Identifiers
- Symbol: KNG1
- Alt. symbols: KNG, BDK
- NCBI gene: 3827
- HGNC: 6383
- OMIM: 612358
- RefSeq: NM_001102416
- UniProt: P01042

Other data
- Locus: Chr. 3 q21-qter

Search for
- Structures: Swiss-model
- Domains: InterPro

= High-molecular-weight kininogen =

High-molecular-weight kininogen (HMWK or HK) is a circulating plasma protein which participates in the initiation of blood coagulation, and in the generation of the vasodilator bradykinin via the kallikrein-kinin system. HMWK is inactive until it either adheres to binding proteins beneath an endothelium disrupted by injury, thereby initiating coagulation; or it binds to intact endothelial cells or platelets for functions other than coagulation.

== Other names ==

In the past, HMWK has been called HMWK-kallikrein factor, Flaujeac factor (1975), Fitzgerald factor (1975), and Williams-Fitzgerald-Flaujeac factor, - the eponyms being for people first reported to have HMWK deficiency. Its current accepted name is to contrast it with low-molecular-weight kininogen (LMWK) which has a similar function to HMWK in the tissue (as opposed to serum) kinin-kallikrein system.

== Structure and function ==

HMWK is an alpha-globulin with six functional domains. It circulates as a single-chain 626 amino acid polypeptide . The heavy chain contains domains 1, 2, and 3; the light chain, domains 5 and 6. Domain 4 links the heavy and light chains in addition to a disulfide bond between positions close to the N- and C-termini.

The domains contain the following functional sites:
- Domain 1 - calcium binding
- Domain 2 - cysteine protease inhibition
- Domain 3 - cysteine protease inhibition; platelet and endothelial cell binding
- Domain 4 - bradykinin generation
- Domain 5 - heparin and cell binding; antiangiogenic properties; binding to negatively charged surfaces
- Domain 6 - prekallikrein and factor XI binding (amino acids 420 to 510)(histidine rich)

HMWK is one of four proteins which interact to initiate the contact activation pathway (also called the intrinsic pathway) of coagulation: the other three are Factor XII, Factor XI and prekallikrein. HMWK is not enzymatically active, and functions only as a cofactor for the activation of kallikrein and factor XII. It is also necessary for the activation of factor XI by factor XIIa.

HMWK is also a precursor of bradykinin; this vasodilator is released through positive feedback by kallikrein. Cleavage by kallikein results in the liberation of two peptides, one of which is bradykinin, from HMWK's fourth domain.

Cleavage by kallikrein also helps HMWK to optimally function as a coactivator. The cleavage results in a change in the conformation of HMWK that may increase the accessibility of its surface binding domain, which could explain cleaved HMWK's increased affinity for negatively charged surfaces. The resulting severed light and heavy chains remain connected by the aforementioned disulfide bond near the original N- and C-termini.
+ + + + + + +
[Assignment 1]:
From the text on high-molecular-weight kininogen, extract the passage from "HMWK is one" to "HMWK's fourth domain." word for word.
[Assignment 2]:
Answer these questions about the text on high-molecular-weight kininogen:
(a) How many amino acids make up the single-chain polypeptide in which HMWK circulates?
(b) Which domain carries the bradykinin generation site?
(c) What locus is given for the gene?

[Stored data]:
+ + + + + + +
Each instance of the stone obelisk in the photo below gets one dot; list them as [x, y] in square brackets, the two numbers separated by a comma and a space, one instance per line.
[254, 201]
+ + + + + + +
[Worked solution 1]:
HMWK is one of four proteins which interact to initiate the contact activation pathway (also called the intrinsic pathway) of coagulation: the other three are Factor XII, Factor XI and prekallikrein. HMWK is not enzymatically active, and functions only as a cofactor for the activation of kallikrein and factor XII. It is also necessary for the activation of factor XI by factor XIIa.

HMWK is also a precursor of bradykinin; this vasodilator is released through positive feedback by kallikrein. Cleavage by kallikein results in the liberation of two peptides, one of which is bradykinin, from HMWK's fourth domain.

[Worked solution 2]:
(a) 626
(b) Domain 4
(c) Chr. 3 q21-qter